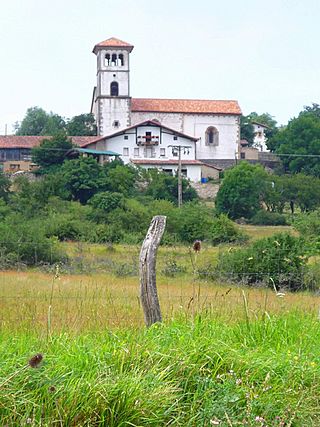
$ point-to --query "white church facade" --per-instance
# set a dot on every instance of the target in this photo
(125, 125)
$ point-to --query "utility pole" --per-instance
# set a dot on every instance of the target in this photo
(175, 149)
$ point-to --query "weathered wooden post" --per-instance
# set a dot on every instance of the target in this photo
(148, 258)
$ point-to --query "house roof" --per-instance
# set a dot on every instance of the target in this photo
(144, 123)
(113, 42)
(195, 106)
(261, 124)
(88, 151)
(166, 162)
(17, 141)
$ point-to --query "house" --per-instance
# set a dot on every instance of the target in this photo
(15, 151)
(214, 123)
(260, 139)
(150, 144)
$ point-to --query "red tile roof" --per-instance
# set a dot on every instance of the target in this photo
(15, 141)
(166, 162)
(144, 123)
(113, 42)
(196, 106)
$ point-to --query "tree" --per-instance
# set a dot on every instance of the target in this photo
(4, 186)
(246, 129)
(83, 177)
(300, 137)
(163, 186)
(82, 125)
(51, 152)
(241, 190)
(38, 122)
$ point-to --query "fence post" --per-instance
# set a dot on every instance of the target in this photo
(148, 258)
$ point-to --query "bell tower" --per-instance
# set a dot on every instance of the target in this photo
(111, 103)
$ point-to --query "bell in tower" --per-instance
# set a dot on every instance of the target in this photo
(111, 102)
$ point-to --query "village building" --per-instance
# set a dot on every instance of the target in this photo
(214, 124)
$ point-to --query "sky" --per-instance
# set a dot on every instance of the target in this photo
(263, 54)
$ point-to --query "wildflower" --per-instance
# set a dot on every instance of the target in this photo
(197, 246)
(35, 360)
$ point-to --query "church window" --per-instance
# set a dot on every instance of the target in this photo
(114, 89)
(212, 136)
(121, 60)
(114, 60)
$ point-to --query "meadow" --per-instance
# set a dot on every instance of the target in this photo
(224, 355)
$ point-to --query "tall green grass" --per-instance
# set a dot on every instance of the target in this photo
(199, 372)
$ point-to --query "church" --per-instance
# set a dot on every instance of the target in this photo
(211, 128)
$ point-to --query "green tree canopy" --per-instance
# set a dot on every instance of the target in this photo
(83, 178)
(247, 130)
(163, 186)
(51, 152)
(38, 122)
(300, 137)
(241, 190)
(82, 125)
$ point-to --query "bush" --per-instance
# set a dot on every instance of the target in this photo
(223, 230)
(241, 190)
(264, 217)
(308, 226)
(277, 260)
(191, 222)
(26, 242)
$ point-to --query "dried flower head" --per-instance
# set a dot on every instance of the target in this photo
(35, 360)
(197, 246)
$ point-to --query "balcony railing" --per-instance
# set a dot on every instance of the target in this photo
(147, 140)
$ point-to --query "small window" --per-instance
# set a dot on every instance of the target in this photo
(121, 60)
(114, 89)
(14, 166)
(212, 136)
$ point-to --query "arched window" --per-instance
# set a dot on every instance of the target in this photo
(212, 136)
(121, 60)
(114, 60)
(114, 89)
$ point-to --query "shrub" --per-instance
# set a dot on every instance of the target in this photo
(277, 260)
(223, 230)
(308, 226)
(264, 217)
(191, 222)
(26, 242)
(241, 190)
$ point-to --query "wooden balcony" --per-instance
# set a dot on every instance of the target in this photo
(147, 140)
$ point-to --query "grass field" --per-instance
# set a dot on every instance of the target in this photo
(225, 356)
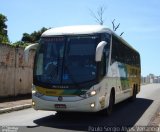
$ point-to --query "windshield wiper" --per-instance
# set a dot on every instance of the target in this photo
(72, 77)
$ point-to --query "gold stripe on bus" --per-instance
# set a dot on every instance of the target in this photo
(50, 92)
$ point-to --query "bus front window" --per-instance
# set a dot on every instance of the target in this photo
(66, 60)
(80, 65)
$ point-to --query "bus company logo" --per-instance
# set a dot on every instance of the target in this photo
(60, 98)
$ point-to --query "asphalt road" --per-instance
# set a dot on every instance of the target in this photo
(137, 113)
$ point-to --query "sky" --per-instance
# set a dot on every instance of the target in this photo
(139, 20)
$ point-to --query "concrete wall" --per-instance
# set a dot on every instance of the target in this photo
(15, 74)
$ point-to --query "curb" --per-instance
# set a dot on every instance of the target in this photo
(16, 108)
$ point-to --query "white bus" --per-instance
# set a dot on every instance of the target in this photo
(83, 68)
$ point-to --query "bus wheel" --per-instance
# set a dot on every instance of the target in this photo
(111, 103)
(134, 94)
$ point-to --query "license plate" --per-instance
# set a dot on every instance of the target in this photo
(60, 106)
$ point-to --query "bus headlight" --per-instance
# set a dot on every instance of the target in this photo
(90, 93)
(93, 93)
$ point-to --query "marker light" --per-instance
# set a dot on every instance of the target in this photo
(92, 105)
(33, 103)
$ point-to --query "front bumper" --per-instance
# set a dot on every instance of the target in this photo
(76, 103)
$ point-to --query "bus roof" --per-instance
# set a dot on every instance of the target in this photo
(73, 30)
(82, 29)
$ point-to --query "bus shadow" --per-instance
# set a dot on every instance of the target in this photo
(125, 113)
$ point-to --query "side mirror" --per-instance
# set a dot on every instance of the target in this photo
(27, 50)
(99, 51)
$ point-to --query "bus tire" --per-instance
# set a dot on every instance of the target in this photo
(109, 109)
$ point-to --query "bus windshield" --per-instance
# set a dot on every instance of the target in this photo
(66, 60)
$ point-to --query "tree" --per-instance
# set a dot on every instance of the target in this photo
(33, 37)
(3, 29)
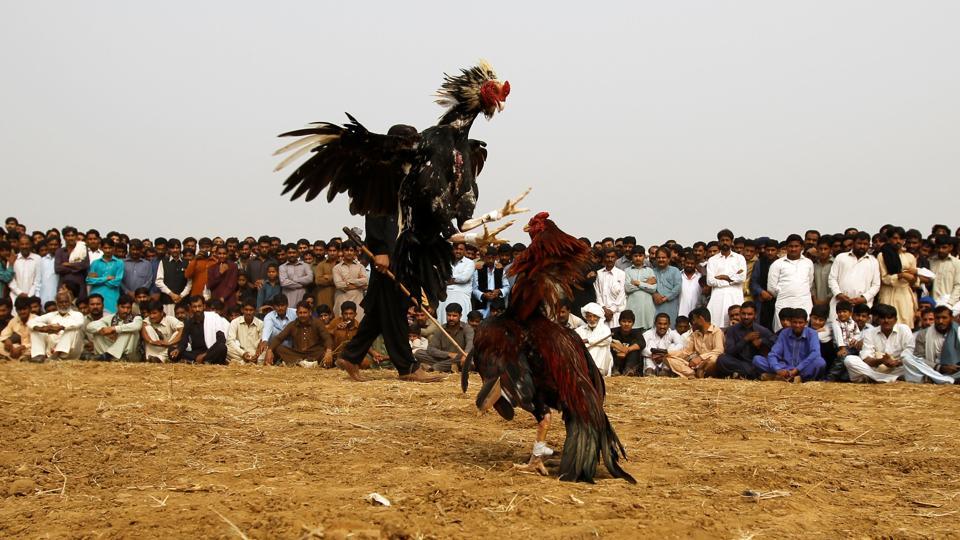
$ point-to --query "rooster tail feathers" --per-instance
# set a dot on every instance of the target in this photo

Exercise goal:
Retype all the data exactly; skip the pictures.

Reply to the task:
$ point-to --query "white church facade" --per-instance
# set a dot on every instance of the target in this photo
(125, 125)
$ point-to --query "utility pole" --per-instance
# set a dot on every instance of the target in this photo
(175, 149)
$ point-to --query "weathered wooden post" --per-instance
# set a dot on every instance of the target in this photo
(148, 258)
$ point-to --query "house roof" --per-instance
# set a dot on every instance of the target in this photo
(144, 123)
(113, 42)
(195, 106)
(261, 124)
(88, 151)
(166, 162)
(17, 141)
$ point-to --query "house" --per-instance
# set a dot on every instance of the target in this photo
(15, 151)
(214, 123)
(260, 139)
(150, 144)
$ point-to --query "red tile roof" --per-instance
# set a dot on every instance of the target in this photo
(15, 141)
(166, 162)
(144, 123)
(113, 42)
(196, 106)
$ point-to --query "tree" --per-instance
# set a dot on every instance of the target in this photo
(4, 186)
(246, 129)
(83, 177)
(300, 137)
(163, 186)
(82, 125)
(51, 152)
(241, 190)
(38, 122)
$ point-to --query "fence post" --per-instance
# set a dot on every instance of the target in this photo
(148, 258)
$ point-to --query "bell tower" --per-instance
# set a dot on every instance of the target in this photo
(111, 103)
$ point-to --query "bell in tower" --per-instance
# set a dot on every instance of the target in this photo
(111, 102)
$ point-to --query "village building" --per-instance
# set a dot on every instance of the target in this photo
(214, 124)
$ point-to --query "sky" --per-instance
# set a dot on every instance of the target in this photo
(263, 54)
$ point-to --query "wildflower" --per-instance
# set a dot on every instance of the target in this photo
(197, 246)
(35, 360)
$ point-to --query "church window" --per-instance
# set a dot on every instance of the target in this photo
(114, 89)
(212, 136)
(121, 60)
(114, 60)
$ point-to --query "meadow" --per-instance
# set a dot on every instance of the target in this photo
(224, 355)
$ point-to --query "tall green grass" --per-instance
# set a dot on every instance of the target in this photo
(199, 372)
$ point-to --query "church" --per-instance
# set a dot on every instance of the target in this photo
(211, 128)
$ point-to --query "green tree canopy" --per-instance
# set a dot on every instance of the target in this photo
(83, 178)
(247, 130)
(163, 186)
(51, 152)
(38, 122)
(300, 137)
(241, 190)
(82, 125)
$ point-to --query "bush" --per-instance
# set a dot on every instance of the target in this photo
(223, 230)
(241, 190)
(264, 217)
(308, 226)
(277, 260)
(191, 222)
(26, 242)
$ point-to --query "dried flower head" --per-instance
# set a dot on every instance of the target in this photo
(35, 360)
(197, 246)
$ point-to --query "balcony railing" --per-instance
# set a dot on every instance of the target in this photo
(147, 140)
$ point-to --query "small window" --per-instance
# set a dot on every instance of the target in this photo
(121, 60)
(114, 89)
(14, 166)
(212, 136)
$ point-to --query "arched window" --per-instance
# set a dot on every instance of the target in this photo
(212, 136)
(121, 60)
(114, 60)
(114, 89)
$ point-to --query "shrub" --per-instance
# set a dot on every instance of the target in this photo
(277, 260)
(223, 230)
(308, 226)
(264, 217)
(191, 222)
(26, 242)
(241, 190)
$ point-to --query "wooden balcony" --per-instance
# set a dot on every instance of the target in this photo
(147, 140)
$ point-to --query "grass field" --per-instance
# set a dot on every instance of the target in this photo
(225, 356)
$ point-to --query "windshield wiper" --per-instance
# set a dot on every instance of the target in this photo
(72, 77)
$ point-to --query "gold stripe on bus" --per-instance
# set a dot on every instance of the target in this photo
(50, 92)
$ point-to --query "bus front window" --per-instance
# set a dot on every instance of the target in this photo
(66, 60)
(80, 65)
$ point-to --query "bus company logo" --per-instance
# set a dot on every instance of the target in this photo
(60, 98)
$ point-to --query "asphalt road" --per-instance
# set a dot on every instance of the target in this photo
(137, 113)
$ point-to --query "sky" --per-instance
# set a dot on every instance of the target in this photo
(139, 20)
$ point-to --query "concrete wall" --per-instance
# set a dot on every instance of the target in this photo
(15, 74)
$ point-to --query "curb" --per-instance
# set a dot on every instance of the target in this photo
(16, 108)
$ point-to --query "white bus" --per-instance
# set a dot on every instance of the target in this photo
(83, 68)
$ point-to --query "bus wheel" --per-instance
# set a dot on every instance of the target in this photo
(111, 103)
(134, 94)
$ point-to --query "license plate" --per-instance
# set a dot on every instance of the target in this photo
(60, 106)
$ point-to --query "bus headlight" --per-instance
# set a dot on every instance of the target in this photo
(90, 93)
(93, 93)
$ point-to --query "marker light" --per-instance
# set a dot on every instance of the target in this photo
(92, 105)
(33, 103)
$ point-to --query "front bumper" --per-instance
# set a dot on every instance of the target in this photo
(76, 103)
$ point-to --query "bus roof" --per-instance
# set a dot on every instance of the target in this photo
(73, 30)
(82, 29)
$ point-to --query "bus shadow" --per-instance
# set a dot on every instance of the target in this photo
(125, 113)
$ point-to --query "side mirror" --per-instance
# set a dot on every instance of the target in this photo
(27, 50)
(99, 51)
$ point-to --query "bus tire" --per-instance
# set a dot on every instance of the target in this photo
(109, 109)
$ point-to --query "bus windshield" --per-instance
# set a dot on every instance of the target in this photo
(66, 60)
$ point-to --query "tree" --per-instance
# set a dot on every instance of the target in this photo
(33, 37)
(3, 29)
$ point-to --query "rooster tail feathers" --per-instance
# set a dot on every instance of the target in this photo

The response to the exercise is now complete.